## PROBLEMS
(1) According to the mailing-list message on the vkms deadlock, in which release did the commit that replaced the spinlock with a mutex appear?
(2) Quote the vkms deadlock message starting with "Unlocking a mutex" and going on through "chat with Maira.".
(3) Continue the mailing-list message about the vkms deadlock from where it stops.

## SUPPLIED TEXT
________________

Re: drm/vkms: deadlock between dev->event_lock and timer

From: Helen Koike
Date: Mon Sep 18 2023 - 18:02:50 EST




On 14/09/2023 05:12, Daniel Vetter wrote:
On Thu, Sep 14, 2023 at 03:33:41PM +0900, Tetsuo Handa wrote:
On 2023/09/14 6:08, Thomas Gleixner wrote:
Maybe the VKMS people need to understand locking in the first place. The
first thing I saw in this code is:

static enum hrtimer_restart vkms_vblank_simulate(struct hrtimer *timer)
{
...
mutex_unlock(&output->enabled_lock);

What?

Unlocking a mutex in the context of a hrtimer callback is simply
violating all mutex locking rules.

How has this code ever survived lock debugging without triggering a big
fat warning?

Commit a0e6a017ab56936c ("drm/vkms: Fix race-condition between the hrtimer
and the atomic commit") in 6.6-rc1 replaced spinlock with mutex. So we haven't
tested with the lock debugging yet...

Yeah that needs an immediate revert, there's not much that looks legit in
that patch. I'll chat with Maira.

Also yes how that landed without anyone running lockdep is ... not good. I
guess we need a lockdep enabled drm ci target that runs vkms tests asap
:-)

btw, I just executed a draft version of vkms targed on the ci, we do get the warning:

https://gitlab.freedesktop.org/helen.fornazier/linux/-/jobs/49156305#L623

I'm just not sure if tests would fail (since it is a warning) and it has a chance to be ignored if people don't look at the logs (unless if igt already handles that).

________________

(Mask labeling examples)
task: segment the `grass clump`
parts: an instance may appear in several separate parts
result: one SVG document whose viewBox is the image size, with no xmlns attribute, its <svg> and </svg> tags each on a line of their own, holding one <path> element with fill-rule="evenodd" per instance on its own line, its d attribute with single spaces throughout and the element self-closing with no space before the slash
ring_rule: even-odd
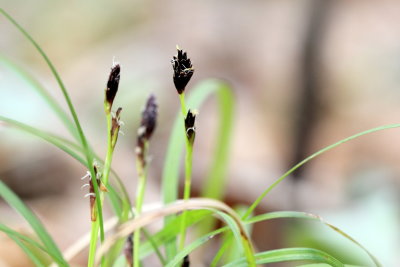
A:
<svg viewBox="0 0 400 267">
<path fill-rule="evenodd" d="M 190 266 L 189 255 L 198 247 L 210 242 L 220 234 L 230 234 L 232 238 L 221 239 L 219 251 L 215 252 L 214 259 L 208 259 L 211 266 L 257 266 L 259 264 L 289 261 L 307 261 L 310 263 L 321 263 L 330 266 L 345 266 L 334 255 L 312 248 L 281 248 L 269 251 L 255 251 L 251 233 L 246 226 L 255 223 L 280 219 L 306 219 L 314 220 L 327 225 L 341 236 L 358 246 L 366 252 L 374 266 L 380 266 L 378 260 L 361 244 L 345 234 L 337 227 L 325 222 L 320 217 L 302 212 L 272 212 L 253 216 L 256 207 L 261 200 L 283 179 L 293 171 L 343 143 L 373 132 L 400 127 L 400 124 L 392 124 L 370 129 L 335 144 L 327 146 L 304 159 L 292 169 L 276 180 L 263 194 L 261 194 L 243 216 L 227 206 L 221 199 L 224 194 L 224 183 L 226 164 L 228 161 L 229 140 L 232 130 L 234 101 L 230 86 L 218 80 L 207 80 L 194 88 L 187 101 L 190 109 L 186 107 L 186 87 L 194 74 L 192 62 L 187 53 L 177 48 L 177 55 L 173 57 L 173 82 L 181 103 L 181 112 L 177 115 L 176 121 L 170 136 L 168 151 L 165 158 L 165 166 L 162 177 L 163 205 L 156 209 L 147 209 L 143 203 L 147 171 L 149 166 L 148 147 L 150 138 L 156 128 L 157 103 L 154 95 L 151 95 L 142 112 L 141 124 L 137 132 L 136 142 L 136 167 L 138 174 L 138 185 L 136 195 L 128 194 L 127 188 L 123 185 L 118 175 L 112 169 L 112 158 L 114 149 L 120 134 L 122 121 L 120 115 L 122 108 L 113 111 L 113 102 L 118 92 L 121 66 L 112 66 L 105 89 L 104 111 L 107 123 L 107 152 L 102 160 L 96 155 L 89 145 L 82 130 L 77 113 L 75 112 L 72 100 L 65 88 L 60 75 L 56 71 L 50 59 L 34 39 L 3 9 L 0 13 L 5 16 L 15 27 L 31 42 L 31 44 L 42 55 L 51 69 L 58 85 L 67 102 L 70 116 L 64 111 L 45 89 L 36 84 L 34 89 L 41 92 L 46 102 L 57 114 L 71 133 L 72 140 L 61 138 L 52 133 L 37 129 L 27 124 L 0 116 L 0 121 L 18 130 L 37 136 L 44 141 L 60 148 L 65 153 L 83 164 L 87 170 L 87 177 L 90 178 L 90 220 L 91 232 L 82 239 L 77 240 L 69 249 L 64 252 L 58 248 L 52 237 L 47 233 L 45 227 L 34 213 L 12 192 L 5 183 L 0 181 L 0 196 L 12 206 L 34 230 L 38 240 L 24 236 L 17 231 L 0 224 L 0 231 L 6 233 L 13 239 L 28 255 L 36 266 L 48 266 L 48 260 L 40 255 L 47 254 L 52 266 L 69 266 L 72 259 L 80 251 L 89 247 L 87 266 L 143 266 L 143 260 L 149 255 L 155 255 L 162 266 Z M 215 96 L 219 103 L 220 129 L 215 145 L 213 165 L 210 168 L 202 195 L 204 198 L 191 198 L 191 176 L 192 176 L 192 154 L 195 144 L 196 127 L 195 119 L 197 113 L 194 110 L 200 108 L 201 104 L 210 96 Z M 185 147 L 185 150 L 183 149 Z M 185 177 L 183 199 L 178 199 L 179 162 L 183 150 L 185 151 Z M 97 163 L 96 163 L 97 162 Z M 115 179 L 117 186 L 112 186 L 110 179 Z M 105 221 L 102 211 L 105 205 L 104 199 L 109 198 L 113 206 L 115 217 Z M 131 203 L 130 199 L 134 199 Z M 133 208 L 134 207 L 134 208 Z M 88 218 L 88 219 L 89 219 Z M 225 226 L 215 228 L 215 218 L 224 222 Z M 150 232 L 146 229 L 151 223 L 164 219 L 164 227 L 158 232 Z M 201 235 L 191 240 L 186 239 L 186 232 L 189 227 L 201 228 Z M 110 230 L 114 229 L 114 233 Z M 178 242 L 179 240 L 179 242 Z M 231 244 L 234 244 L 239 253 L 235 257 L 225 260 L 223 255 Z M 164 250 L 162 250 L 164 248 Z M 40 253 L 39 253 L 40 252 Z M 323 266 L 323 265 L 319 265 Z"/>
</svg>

________________

## ANSWERS TO THE EXERCISE
(1) 6.6-rc1

(2)
Unlocking a mutex in the context of a hrtimer callback is simply
violating all mutex locking rules.

How has this code ever survived lock debugging without triggering a big
fat warning?

Commit a0e6a017ab56936c ("drm/vkms: Fix race-condition between the hrtimer
and the atomic commit") in 6.6-rc1 replaced spinlock with mutex. So we haven't
tested with the lock debugging yet...

Yeah that needs an immediate revert, there's not much that looks legit in
that patch. I'll chat with Maira.

(3)
I still need to do some adjustments (it seems the tests is hanging somewhere and we got a timeout) but we should have vkms in drm ci soon.

Regards,
Helen



Maíra and Arthur, mutex_unlock() from interrupt context is not permitted.
Please revert that patch immediately.
I guess that a semaphore (down()/up()) could be used instead of a mutex.

From a quick look this smells like a classic "try to use locking when you
want synchronization primitives", so semaphore here doesn't look any
better. The vkms_set_composer() function was originally for crc
generation, where it's userspace's job to make sure they wait for all the
crc they need to be generated before they shut it down again. But for
writeback the kernel must guarantee that the compositiona actually
happens, and the current function just doesn't make any such guarantees.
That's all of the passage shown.